- [Supplied records]:
§

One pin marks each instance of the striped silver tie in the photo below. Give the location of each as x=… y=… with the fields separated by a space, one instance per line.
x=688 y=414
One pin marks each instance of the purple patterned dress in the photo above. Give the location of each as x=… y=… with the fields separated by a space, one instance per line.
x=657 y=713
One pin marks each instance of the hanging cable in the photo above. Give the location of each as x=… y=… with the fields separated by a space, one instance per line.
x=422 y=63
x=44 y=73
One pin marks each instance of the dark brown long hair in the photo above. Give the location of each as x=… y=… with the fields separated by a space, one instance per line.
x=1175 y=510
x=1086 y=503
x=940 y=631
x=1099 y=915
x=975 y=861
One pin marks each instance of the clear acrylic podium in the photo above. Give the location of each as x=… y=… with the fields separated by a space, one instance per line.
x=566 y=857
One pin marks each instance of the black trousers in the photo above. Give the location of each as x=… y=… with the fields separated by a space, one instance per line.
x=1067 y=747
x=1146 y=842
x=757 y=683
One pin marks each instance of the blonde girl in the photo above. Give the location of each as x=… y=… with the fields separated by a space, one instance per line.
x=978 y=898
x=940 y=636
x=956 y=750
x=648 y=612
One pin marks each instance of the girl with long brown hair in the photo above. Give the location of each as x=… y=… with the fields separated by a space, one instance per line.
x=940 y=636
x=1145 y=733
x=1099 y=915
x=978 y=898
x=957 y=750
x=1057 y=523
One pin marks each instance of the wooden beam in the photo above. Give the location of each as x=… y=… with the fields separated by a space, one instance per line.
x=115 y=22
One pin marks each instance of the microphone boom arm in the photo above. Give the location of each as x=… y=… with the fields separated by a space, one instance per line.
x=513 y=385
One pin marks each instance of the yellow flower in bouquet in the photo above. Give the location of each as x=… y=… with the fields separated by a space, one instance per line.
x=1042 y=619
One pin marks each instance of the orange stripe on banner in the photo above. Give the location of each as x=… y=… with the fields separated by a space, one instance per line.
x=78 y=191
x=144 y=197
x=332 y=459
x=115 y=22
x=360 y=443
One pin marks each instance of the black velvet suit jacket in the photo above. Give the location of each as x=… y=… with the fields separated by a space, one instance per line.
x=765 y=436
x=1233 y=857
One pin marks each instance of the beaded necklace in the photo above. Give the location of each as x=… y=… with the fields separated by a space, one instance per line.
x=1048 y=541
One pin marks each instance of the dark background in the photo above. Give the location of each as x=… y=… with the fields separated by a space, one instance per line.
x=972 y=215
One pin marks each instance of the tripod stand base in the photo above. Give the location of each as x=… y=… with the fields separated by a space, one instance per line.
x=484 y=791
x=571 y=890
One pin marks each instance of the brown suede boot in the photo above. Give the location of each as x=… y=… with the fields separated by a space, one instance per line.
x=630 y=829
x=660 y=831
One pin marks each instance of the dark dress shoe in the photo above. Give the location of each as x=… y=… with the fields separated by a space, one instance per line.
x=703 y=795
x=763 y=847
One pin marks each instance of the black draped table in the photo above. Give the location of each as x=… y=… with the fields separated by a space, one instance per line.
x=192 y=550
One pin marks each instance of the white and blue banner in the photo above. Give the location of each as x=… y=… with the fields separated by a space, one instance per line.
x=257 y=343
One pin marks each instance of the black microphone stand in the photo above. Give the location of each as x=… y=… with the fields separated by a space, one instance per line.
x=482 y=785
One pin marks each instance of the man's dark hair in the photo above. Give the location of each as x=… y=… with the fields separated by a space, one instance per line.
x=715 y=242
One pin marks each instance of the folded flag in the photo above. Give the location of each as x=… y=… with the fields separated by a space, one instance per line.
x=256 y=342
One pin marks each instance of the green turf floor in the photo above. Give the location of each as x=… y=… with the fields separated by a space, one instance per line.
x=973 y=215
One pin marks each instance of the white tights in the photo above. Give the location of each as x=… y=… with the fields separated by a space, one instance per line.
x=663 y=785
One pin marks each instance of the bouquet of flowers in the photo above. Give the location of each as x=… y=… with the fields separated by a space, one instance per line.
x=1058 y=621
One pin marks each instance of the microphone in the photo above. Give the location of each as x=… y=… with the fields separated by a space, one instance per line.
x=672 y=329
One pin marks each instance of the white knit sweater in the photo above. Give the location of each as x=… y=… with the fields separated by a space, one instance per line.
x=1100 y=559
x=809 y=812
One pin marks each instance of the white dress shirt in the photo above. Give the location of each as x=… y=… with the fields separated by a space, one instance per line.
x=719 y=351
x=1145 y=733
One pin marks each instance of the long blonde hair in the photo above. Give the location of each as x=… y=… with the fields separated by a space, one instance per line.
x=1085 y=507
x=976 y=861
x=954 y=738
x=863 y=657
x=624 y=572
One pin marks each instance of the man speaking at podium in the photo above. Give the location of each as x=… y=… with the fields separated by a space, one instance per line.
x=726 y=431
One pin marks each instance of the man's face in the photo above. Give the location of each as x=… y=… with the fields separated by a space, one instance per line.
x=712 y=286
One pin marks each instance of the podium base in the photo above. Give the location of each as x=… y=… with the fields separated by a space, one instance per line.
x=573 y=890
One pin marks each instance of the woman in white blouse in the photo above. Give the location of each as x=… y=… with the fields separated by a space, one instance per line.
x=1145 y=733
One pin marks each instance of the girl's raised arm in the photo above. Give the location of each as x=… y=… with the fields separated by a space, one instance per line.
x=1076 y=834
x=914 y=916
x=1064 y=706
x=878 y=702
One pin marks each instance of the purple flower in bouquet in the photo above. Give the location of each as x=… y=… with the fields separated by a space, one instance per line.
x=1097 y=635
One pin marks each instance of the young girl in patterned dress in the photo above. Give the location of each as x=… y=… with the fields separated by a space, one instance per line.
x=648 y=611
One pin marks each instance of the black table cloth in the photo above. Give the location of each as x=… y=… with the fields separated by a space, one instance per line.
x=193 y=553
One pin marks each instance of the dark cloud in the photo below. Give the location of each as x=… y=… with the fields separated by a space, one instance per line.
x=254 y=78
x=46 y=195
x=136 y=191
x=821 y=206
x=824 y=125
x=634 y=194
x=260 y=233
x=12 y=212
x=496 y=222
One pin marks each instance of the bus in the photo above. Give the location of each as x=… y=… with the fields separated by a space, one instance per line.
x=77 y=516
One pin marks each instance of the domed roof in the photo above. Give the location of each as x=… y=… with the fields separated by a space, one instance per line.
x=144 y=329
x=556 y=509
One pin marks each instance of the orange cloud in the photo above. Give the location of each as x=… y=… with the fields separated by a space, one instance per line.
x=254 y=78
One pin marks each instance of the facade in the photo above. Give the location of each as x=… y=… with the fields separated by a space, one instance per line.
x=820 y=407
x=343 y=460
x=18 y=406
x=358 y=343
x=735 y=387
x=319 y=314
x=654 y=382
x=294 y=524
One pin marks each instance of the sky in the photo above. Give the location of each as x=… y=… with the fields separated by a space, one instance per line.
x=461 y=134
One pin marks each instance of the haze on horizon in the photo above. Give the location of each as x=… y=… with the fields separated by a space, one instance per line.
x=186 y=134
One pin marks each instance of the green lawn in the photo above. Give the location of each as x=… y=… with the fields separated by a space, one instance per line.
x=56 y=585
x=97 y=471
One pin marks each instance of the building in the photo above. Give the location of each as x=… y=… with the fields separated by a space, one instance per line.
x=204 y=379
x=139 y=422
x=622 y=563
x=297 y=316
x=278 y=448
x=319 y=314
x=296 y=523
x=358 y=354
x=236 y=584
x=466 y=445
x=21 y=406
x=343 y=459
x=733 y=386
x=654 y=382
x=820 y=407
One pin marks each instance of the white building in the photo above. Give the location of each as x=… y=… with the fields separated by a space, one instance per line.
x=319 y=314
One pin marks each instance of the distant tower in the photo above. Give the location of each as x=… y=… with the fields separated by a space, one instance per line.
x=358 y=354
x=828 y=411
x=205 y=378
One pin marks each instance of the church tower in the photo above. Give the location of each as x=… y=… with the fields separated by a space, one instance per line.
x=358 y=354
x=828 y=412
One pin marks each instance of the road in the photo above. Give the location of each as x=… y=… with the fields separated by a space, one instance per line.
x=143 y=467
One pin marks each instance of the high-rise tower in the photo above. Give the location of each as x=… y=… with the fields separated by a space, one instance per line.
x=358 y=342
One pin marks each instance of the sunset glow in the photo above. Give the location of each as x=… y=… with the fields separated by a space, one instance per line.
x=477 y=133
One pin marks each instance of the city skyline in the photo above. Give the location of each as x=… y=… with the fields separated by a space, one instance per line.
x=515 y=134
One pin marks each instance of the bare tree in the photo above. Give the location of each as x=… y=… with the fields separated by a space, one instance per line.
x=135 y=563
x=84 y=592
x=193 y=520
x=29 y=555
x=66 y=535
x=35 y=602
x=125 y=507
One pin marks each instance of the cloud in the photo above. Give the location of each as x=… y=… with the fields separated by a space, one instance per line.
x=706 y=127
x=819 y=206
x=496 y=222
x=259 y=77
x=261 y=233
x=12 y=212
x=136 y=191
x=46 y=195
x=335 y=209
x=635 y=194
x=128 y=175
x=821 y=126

§

- [Request]:
Give the lines in the items above, from the one containing "One pin marks each instance of the man's face" through the one containing "x=712 y=286", as a numbered list, leaving out blank lines.

- [Solution for this task]:
1. One pin marks each instance of the man's face in the photo above. Give the location of each as x=… y=… with the fields separated by a space, one instance per line.
2. x=712 y=286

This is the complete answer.